*** Extract to read

Because of course, they do.
I've spent a lot of time thinking about gender roles. They still bite me in the ass. When the Boy was born? Oh, there would be no guns, no Power Rangers in my house. But damned if that kid didn't learn to love them despite NEVER SEEING THEM! After about the 5th time of doing the heavy sigh treatment with another mother about how despite my best efforts to nix the whole male aggression stereotype, the Boy kept wanting to play guns and so forth, I realized--shit. How would I feel if someone in power, especially the person I loved and looked to for identity, to an extent, kept telling me, directly or indirectly, that the stuff I liked was awful and I was wrong to like it? So that was the end of that. I still don't like it that the Boy likes to play these typically "boy" things, but I'm not going to make them into bad things. Maybe, sometimes, our gender does influence us to like/dislike certain things and that's okay.
And now, at about the same age, the Girl is sticking the "I want to be beautiful and a princess" thing in my face. What interests and scares me is how much more willing I am to pat her head and say fine than I was when the Boy was in his "gender-appropriate" phase. Because what it comes down to is that I want both my kids to know that they can like whatever they like, as long as they aren't hurting anyone else. And sometimes they'll like "girl" or "boy" stuff, and sometimes they won't. The Boy really likes to paint his nails. I'm okay with that, but I find myself wanting to do it only on the weekends. And that makes me mad at myself. I'm less evolved than I think I am. I have to be aware of my immediate reactions, because I don't like them at times.
We had a conversation the other day about why people of the same sex should be able to marry whomever they want. "But when I wanted to marry a boy," the Boy said, "everybody said I couldn't." "Well," I explained, "a lot of people don't like the idea because they say that isn't the way it's supposed to be, but just because it isn't usually the way it is doesn't make it wrong. Different isn't wrong, but a lot of people think it is because different scares them."

******

Your objective: Transcribe the post on gender roles above from "And now, at" up to and including "them at times.", reproducing each word and punctuation mark without alteration.

*** Dataset records

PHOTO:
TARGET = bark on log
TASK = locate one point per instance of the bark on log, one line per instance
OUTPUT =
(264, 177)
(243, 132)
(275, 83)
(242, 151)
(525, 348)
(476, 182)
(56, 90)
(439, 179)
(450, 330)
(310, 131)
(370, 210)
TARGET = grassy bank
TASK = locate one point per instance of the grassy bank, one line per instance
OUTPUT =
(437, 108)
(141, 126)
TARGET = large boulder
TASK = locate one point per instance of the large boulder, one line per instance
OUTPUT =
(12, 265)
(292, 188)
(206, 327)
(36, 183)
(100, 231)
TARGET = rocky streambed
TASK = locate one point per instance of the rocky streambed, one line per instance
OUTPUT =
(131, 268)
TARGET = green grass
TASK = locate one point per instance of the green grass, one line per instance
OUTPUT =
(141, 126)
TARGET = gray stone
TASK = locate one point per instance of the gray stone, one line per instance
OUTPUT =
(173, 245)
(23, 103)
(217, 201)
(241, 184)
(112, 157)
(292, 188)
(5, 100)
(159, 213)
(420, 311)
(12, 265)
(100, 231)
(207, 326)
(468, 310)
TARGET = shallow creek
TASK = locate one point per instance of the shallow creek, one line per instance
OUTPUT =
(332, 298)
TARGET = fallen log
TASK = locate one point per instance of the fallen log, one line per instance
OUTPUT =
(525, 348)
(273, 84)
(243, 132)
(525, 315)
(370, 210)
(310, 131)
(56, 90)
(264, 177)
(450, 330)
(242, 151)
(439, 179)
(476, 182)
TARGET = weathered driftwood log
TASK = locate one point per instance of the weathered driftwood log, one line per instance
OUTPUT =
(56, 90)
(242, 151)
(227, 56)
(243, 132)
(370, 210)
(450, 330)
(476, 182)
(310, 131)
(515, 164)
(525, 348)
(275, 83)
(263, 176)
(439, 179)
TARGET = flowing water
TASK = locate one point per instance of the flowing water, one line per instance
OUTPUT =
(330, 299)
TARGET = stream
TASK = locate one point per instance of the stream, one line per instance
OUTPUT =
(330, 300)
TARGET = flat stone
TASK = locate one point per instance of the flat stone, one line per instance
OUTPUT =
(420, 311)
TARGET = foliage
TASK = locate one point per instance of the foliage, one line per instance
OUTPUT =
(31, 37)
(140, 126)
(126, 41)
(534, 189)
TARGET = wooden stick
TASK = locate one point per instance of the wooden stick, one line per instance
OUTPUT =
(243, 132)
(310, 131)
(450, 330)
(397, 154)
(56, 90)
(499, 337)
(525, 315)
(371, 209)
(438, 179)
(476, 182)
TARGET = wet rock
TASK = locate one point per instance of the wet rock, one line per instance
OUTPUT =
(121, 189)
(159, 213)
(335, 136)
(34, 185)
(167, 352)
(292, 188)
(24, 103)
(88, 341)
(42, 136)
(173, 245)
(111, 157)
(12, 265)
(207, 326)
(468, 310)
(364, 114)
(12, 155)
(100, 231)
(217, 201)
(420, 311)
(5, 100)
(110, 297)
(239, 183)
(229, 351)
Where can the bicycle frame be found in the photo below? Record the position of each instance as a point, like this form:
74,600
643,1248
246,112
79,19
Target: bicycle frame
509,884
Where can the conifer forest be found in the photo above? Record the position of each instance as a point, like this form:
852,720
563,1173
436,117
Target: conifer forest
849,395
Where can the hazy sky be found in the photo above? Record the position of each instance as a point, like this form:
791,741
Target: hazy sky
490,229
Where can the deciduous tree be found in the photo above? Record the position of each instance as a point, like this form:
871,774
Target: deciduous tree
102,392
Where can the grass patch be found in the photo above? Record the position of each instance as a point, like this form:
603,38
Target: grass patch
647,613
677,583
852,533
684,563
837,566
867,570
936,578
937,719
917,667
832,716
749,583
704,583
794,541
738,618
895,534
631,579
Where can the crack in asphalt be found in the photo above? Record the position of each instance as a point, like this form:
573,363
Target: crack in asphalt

******

Answer space:
And now, at about the same age, the Girl is sticking the "I want to be beautiful and a princess" thing in my face. What interests and scares me is how much more willing I am to pat her head and say fine than I was when the Boy was in his "gender-appropriate" phase. Because what it comes down to is that I want both my kids to know that they can like whatever they like, as long as they aren't hurting anyone else. And sometimes they'll like "girl" or "boy" stuff, and sometimes they won't. The Boy really likes to paint his nails. I'm okay with that, but I find myself wanting to do it only on the weekends. And that makes me mad at myself. I'm less evolved than I think I am. I have to be aware of my immediate reactions, because I don't like them at times.